— What the exercise asks —
Look below for the lines from the one with "Target: asphalt tarmac" to the one with "Target: navy suit jacket", and copy exactly those lines, both ends included.
____ Source information
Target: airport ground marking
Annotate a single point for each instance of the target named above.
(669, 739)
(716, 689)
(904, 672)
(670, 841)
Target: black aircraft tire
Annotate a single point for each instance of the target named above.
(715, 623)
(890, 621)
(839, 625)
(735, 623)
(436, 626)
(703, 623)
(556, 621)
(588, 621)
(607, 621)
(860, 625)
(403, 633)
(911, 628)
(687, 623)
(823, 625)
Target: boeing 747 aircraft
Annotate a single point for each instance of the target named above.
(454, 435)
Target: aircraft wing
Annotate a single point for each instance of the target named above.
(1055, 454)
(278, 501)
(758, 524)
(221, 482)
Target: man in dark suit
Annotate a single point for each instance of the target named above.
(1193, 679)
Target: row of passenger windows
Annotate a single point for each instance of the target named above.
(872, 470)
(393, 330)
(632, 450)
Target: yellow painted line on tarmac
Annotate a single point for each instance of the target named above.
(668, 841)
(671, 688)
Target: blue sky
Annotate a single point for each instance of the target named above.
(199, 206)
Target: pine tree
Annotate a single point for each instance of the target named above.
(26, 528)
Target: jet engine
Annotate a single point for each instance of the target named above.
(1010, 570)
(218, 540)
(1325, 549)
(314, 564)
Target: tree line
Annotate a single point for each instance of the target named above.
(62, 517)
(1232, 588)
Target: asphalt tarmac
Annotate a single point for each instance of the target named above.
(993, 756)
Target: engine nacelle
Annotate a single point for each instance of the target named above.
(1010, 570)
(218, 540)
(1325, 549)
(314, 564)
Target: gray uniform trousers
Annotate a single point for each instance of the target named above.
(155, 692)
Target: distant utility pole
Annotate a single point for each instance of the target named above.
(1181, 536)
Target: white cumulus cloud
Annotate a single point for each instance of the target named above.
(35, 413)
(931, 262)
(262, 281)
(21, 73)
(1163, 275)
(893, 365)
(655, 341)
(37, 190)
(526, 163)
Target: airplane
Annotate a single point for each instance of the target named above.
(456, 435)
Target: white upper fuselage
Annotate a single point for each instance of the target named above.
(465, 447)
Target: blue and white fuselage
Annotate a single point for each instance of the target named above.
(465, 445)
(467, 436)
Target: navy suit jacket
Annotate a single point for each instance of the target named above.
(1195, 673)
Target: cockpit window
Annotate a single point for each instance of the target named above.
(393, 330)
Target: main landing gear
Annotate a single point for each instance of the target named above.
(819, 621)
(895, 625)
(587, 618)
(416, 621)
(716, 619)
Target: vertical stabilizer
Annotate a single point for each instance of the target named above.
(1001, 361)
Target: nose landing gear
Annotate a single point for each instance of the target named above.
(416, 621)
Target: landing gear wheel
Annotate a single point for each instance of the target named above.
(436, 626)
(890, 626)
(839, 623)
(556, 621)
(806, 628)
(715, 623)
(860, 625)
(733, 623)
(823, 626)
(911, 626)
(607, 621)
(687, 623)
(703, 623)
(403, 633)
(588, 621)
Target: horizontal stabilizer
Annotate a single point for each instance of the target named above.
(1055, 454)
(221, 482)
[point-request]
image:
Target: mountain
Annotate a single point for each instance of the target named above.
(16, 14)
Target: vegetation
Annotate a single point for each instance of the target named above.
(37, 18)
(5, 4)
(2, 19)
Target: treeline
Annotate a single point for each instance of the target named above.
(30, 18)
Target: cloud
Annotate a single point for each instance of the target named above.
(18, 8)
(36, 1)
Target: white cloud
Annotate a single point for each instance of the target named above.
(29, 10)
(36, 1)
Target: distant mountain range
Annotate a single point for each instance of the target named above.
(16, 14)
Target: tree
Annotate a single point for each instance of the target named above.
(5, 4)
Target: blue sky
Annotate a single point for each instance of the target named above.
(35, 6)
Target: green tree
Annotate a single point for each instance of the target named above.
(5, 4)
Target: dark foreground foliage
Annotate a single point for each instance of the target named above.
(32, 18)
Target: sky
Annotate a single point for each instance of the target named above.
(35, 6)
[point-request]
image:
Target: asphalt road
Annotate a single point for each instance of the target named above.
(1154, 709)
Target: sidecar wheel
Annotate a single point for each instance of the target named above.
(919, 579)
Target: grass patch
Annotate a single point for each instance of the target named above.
________
— Completed task —
Target: asphalt tarmac
Annotate a single point for each instance of the target named above.
(993, 756)
Target: engine nacelle
Annotate a single point for each instance of the target named above.
(1010, 570)
(218, 540)
(1325, 549)
(314, 564)
Target: gray uniform trousers
Annotate a single point for each instance of the target named above.
(155, 692)
Target: distant utility pole
Annotate a single point for each instance of the target named above.
(1181, 536)
Target: white cumulus cloud
Annotate a single point for each instance of the target named above.
(35, 413)
(931, 262)
(262, 281)
(21, 73)
(1163, 275)
(893, 365)
(655, 341)
(37, 190)
(526, 163)
Target: airplane
Annotate a single point for each instance of the target named above.
(456, 435)
Target: white upper fuselage
Annotate a single point for each instance of the target named above.
(465, 447)
Target: blue and white fuselage
Annotate a single point for each instance of the target named above.
(465, 445)
(467, 436)
Target: navy suit jacket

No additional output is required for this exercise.